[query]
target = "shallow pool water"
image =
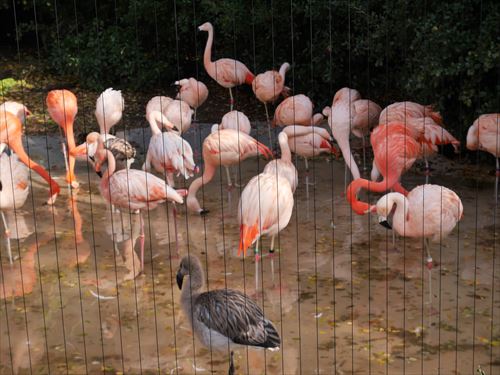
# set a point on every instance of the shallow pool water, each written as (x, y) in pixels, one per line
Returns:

#### Exercise requirements
Which lines above contain the word "shallow"? Show each of them.

#### Answer box
target = "shallow pool water"
# set a point on every instance of the shallow pool water, each written as (x, y) in pixels, one per line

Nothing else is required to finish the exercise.